• Work required: Copy the items below exactly, from the line containing "Target: cluster of tulip shoots" up to and including the line containing "Target: sandy beach". Leave the pictures out of your answer.

• Information given:
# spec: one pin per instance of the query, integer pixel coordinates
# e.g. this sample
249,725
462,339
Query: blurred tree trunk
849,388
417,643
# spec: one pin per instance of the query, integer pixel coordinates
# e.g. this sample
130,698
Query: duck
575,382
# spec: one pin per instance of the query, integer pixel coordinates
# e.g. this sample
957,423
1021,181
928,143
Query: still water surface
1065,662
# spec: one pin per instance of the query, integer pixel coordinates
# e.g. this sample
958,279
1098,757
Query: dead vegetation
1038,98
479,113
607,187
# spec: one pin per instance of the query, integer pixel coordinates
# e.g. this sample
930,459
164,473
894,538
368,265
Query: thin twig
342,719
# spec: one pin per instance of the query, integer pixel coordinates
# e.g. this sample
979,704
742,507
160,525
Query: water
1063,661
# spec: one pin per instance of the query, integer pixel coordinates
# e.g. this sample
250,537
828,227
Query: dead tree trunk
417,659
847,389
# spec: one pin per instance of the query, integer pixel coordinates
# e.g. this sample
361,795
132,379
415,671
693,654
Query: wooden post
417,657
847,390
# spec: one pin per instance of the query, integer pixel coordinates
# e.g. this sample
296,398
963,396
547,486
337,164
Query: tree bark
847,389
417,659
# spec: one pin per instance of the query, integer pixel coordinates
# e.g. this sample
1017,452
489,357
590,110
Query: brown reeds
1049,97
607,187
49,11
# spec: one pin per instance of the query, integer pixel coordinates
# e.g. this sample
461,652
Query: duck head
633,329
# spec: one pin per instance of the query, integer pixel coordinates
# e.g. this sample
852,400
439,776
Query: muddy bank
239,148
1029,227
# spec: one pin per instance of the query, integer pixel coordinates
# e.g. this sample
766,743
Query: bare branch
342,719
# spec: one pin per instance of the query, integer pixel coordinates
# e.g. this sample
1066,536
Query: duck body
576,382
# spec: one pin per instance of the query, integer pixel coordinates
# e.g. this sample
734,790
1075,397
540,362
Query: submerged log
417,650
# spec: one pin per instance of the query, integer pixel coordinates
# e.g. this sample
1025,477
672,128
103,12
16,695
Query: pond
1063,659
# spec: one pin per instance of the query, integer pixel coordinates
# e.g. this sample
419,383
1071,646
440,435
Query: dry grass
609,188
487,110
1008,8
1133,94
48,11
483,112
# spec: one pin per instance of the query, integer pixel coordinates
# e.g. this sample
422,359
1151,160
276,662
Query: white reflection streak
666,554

* * *

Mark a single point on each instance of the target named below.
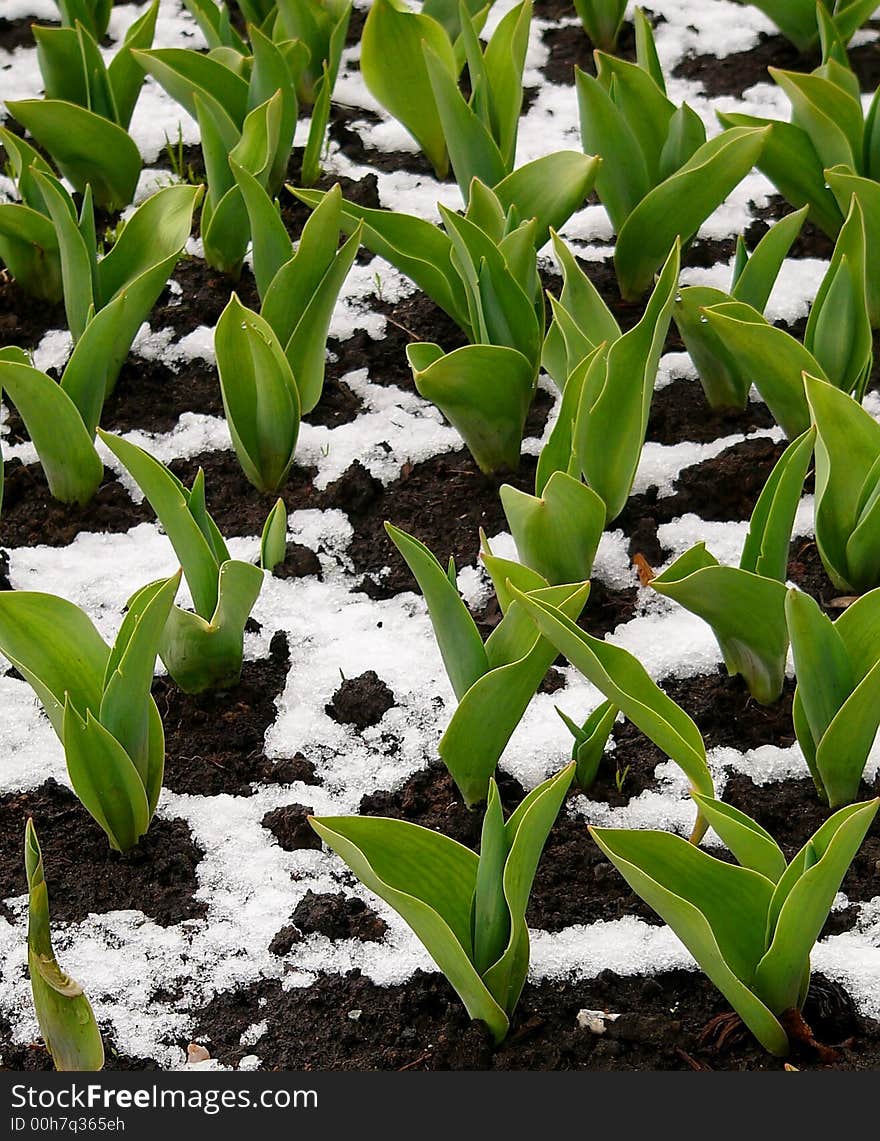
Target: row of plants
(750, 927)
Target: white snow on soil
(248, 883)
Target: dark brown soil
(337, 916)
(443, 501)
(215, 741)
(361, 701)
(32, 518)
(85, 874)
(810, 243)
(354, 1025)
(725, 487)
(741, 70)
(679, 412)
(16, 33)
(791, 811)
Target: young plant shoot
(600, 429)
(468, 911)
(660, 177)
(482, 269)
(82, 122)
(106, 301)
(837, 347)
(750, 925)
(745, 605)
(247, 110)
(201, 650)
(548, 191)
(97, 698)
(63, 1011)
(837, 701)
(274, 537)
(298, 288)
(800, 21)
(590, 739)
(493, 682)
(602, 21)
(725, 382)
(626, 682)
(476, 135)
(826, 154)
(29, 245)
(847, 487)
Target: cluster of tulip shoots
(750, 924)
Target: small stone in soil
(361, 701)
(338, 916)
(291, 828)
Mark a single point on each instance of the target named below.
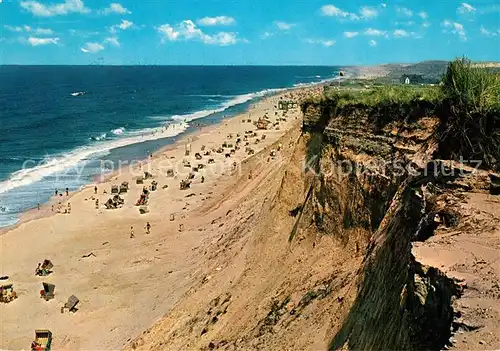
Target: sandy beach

==

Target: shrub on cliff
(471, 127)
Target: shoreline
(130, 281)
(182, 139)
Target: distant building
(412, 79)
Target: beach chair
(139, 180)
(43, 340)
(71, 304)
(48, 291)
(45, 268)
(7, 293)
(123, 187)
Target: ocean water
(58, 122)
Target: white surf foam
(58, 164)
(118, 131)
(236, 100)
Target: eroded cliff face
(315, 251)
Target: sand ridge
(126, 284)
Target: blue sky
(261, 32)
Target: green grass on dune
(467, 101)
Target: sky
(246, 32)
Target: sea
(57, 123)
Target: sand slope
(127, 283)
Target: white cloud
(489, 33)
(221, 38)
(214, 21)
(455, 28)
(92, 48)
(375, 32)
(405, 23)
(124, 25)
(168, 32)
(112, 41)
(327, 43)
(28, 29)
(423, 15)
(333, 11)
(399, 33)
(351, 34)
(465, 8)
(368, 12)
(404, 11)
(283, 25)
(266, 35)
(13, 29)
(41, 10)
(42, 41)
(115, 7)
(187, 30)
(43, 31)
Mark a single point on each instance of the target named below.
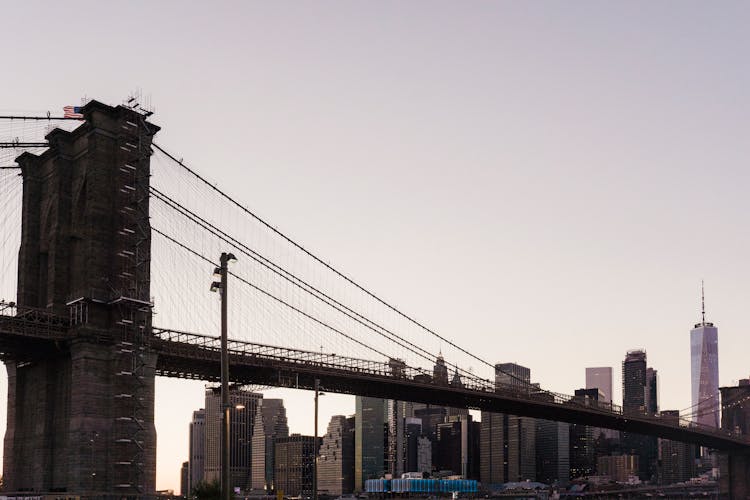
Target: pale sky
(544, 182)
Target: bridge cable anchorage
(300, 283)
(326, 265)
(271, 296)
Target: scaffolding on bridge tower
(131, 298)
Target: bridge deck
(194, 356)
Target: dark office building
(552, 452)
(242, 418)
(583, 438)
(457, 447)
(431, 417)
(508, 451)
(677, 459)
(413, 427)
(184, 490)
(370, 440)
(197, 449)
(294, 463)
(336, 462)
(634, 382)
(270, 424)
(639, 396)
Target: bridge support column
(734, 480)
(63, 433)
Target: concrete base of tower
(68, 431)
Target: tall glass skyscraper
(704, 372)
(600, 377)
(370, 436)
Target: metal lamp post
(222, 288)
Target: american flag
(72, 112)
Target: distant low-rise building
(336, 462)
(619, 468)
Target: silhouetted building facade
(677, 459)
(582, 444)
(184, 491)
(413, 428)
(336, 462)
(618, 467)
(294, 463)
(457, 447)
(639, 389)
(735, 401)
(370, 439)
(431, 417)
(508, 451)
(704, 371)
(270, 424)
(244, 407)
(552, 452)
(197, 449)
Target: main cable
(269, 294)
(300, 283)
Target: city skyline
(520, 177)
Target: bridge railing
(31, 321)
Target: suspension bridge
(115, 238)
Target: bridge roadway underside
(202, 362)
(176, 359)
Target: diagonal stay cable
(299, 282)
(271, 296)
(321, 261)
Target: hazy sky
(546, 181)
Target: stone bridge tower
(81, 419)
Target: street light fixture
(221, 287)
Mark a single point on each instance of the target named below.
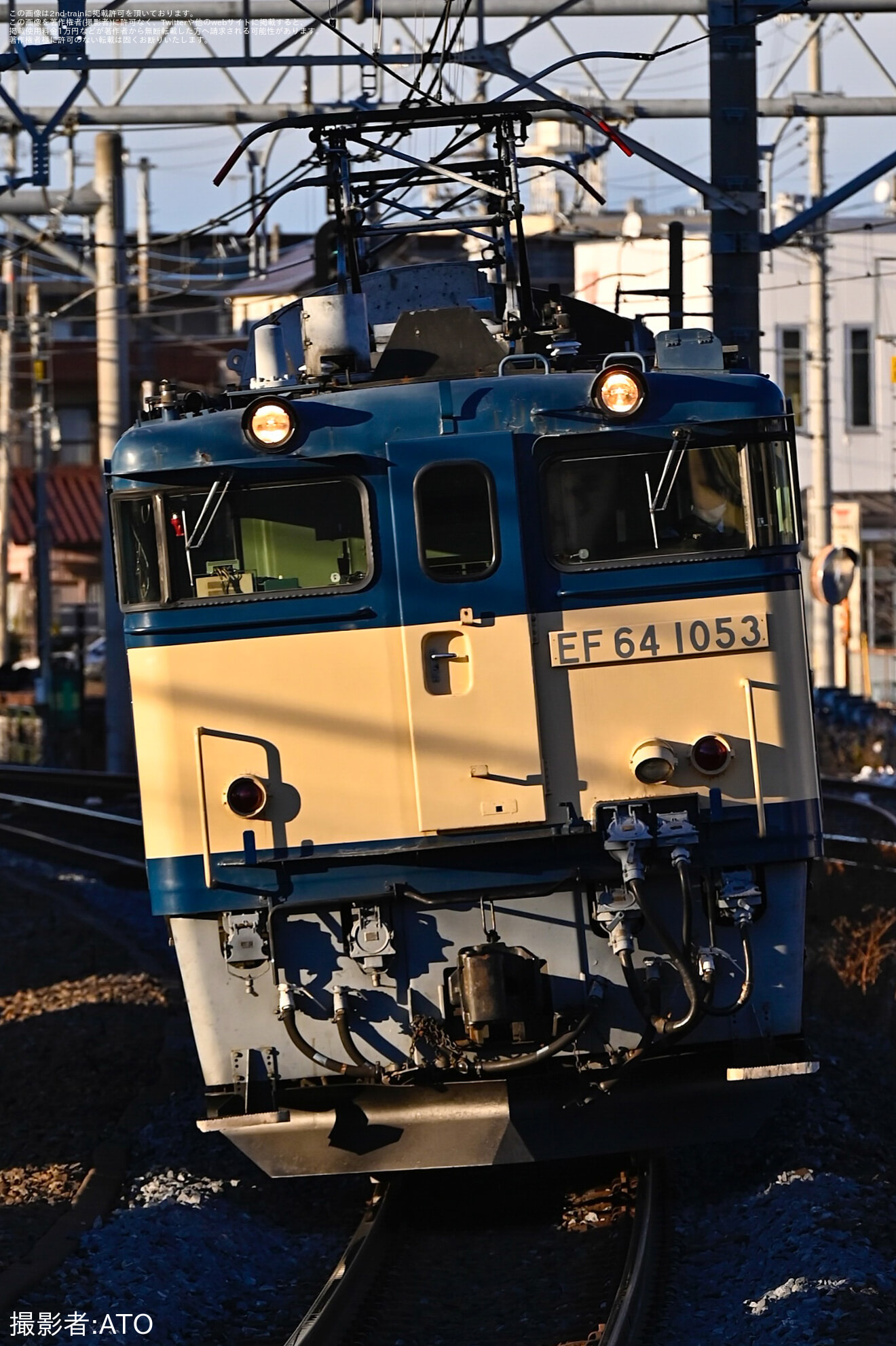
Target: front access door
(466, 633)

• Full answer:
Target: cluster of tulip shoots
(750, 924)
Target: small stone in soil
(361, 701)
(338, 916)
(291, 828)
Mark a single point on each instance of the target named below.
Target: sandy beach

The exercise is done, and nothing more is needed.